(Excerpt provided)

Study provides proof-of-principle
for further development of microRNA-targeted therapies for hepatocellular
carcinomas
A new study published in the journal Cancer
Research shows that it is possible to selectively target and block
a particular microRNA that is important in liver cancer. The finding
might offer a new therapy for this malignancy, which kills an estimated
549,000 people worldwide annually.
The animal study, by researchers at The Ohio State University Comprehensive
Cancer Center - Arthur G. James Cancer Hospital and Richard J. Solove
Research Institute (OSUCCC - James) and at Mayo Clinic, focused
on microRNA-221 (miR-221), a molecule that is consistently present
at abnormally high levels in liver cancer.
To control the problem molecule, the researchers designed a second
molecule as a kind of mirror image of the first. That mirror molecule
is called an antisense oligonucleotide, and it selectively bound
to and blocked the action of miR-221 in human liver cancer transplanted
into mice. The treatment significantly prolonged the animals' lives
and promoted the activity of important tumor-suppressor genes.
"This study is significant because hepatocellular carcinoma
generally has a poor prognosis, so we badly need new treatment strategies,"
says principal investigator Thomas Schmittgen, associate professor
and chair of pharmaceutics at Ohio State's College of Pharmacy and
a member of the OSUCCC - James Experimental Therapeutics program.
For the study, Schmittgen and his colleagues injected liver cancer
cells labeled with the luminescent lighting-bug protein luciferase
into the livers of mice. The researchers used bioluminescence imaging
to monitor tumor growth. When the tumors reached the appropriate
size, they gave one group of animals the molecule designed to block
miR-221; the other group received a control molecule.
Key findings include the following:
- After treatment with the antisense oligonucleotide, half the
treated animals were alive at 10 weeks versus none of the controls.
- The antisense oligonucleotide significantly reduced levels of
miR-221 in both tumor and normal liver samples.
- Treatment with the antisense oligonucleotide caused a three-fold
increase in the activity of three important tumor-suppressor genes
that are blocked by miR-221 in liver cancer. (The tumor suppressors
were p27, p57 and PTEN.)
"Overall, this study provides proof-of-principle for further
development of microRNA-targeted therapies for hepatocellular carcinomas,"
Schmittgen says.
Funding from the National Cancer Institute and from the National
Institute of Diabetes and Digestive and Kidney Diseases supported
this research.
Other researchers involved in this study were Jong-Kook Park, Jinmai
Jiang, Lei He, Ji Hye Kim, Mitch A. Phelps, Tracey L. Papenfuss
and Carlo M. Croce of Ohio State; Takayuki Kogure and Tushar Patel
of Mayo Clinic, Jacksonville, Florida; and Gerard J. Nuovo.

(End Excerpt provided)

> **Work order 1**:
According to the liver cancer study report, about how many people does this cancer kill worldwide each year?
> **Work order 2**:
Echo the part of the liver cancer study report starting at "says principal investigator" and ending at "a control molecule.".

(Recorded data)

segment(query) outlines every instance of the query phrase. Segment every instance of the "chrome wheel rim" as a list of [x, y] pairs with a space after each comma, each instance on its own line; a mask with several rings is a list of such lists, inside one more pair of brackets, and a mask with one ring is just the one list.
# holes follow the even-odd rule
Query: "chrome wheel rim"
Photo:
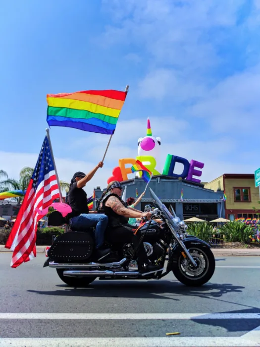
[[190, 249], [189, 252], [198, 266], [194, 266], [187, 257], [180, 256], [178, 262], [179, 269], [186, 278], [199, 280], [205, 276], [208, 270], [208, 258], [205, 253], [199, 248]]

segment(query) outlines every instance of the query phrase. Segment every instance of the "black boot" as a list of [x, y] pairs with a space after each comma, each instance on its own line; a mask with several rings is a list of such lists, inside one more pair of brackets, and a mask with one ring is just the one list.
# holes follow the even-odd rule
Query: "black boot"
[[108, 254], [111, 253], [111, 249], [110, 248], [106, 248], [104, 249], [96, 249], [96, 256], [98, 259], [98, 260], [101, 260], [102, 259], [106, 257]]

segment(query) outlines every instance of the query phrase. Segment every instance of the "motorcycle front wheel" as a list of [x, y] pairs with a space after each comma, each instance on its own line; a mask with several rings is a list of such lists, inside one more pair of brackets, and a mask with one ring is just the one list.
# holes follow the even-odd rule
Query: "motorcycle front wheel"
[[56, 269], [59, 278], [69, 287], [86, 287], [96, 280], [97, 277], [68, 277], [64, 276], [63, 271], [65, 269]]
[[173, 275], [184, 285], [188, 287], [199, 287], [208, 282], [215, 271], [215, 258], [211, 249], [202, 245], [189, 248], [190, 254], [196, 262], [194, 266], [183, 252], [180, 250], [177, 262], [172, 269]]

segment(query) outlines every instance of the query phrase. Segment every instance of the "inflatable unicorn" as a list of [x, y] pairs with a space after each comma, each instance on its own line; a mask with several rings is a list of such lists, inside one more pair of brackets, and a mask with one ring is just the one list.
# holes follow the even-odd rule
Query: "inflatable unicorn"
[[149, 159], [145, 160], [145, 157], [149, 156], [155, 158], [156, 166], [154, 167], [155, 170], [153, 171], [153, 174], [159, 174], [161, 172], [160, 167], [160, 138], [153, 136], [150, 121], [148, 118], [147, 136], [145, 137], [140, 137], [138, 139], [138, 157], [141, 157], [140, 161], [142, 162], [144, 165], [149, 163], [152, 164]]

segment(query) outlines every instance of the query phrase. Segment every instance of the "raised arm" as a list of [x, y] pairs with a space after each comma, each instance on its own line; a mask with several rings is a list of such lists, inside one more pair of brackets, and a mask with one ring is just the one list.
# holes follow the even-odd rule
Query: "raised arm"
[[141, 218], [149, 215], [147, 213], [143, 213], [141, 212], [136, 212], [131, 209], [127, 209], [124, 206], [120, 201], [115, 196], [110, 196], [105, 202], [105, 205], [107, 207], [110, 207], [119, 216], [124, 216], [127, 218]]
[[103, 163], [102, 162], [100, 162], [93, 170], [91, 170], [85, 177], [77, 182], [77, 186], [78, 188], [84, 187], [86, 185], [86, 183], [91, 179], [99, 169], [100, 168], [102, 168], [103, 166]]

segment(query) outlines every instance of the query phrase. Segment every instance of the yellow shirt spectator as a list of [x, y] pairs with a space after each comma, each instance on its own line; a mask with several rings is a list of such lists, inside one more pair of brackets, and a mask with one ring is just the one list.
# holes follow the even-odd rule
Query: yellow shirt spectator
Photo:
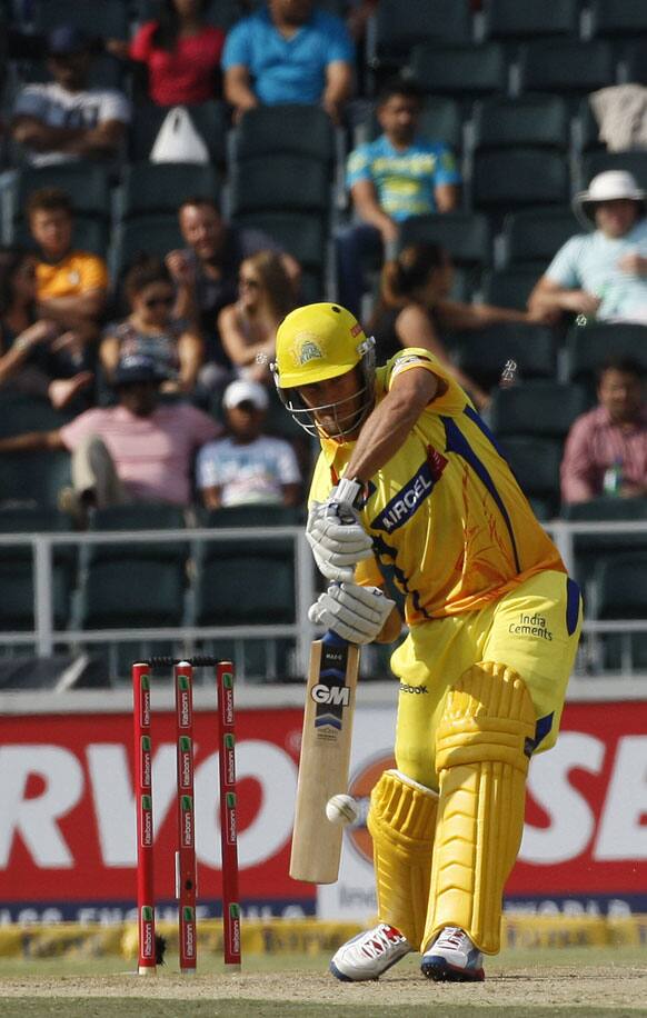
[[61, 261], [39, 261], [36, 269], [38, 299], [79, 297], [89, 290], [108, 289], [108, 267], [102, 258], [87, 251], [70, 251]]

(End Recorded data)

> **Answer section 1**:
An estimated 549,000 people.

> **Answer section 2**:
says principal investigator Thomas Schmittgen, associate professor
and chair of pharmaceutics at Ohio State's College of Pharmacy and
a member of the OSUCCC - James Experimental Therapeutics program.
For the study, Schmittgen and his colleagues injected liver cancer
cells labeled with the luminescent lighting-bug protein luciferase
into the livers of mice. The researchers used bioluminescence imaging
to monitor tumor growth. When the tumors reached the appropriate
size, they gave one group of animals the molecule designed to block
miR-221; the other group received a control molecule.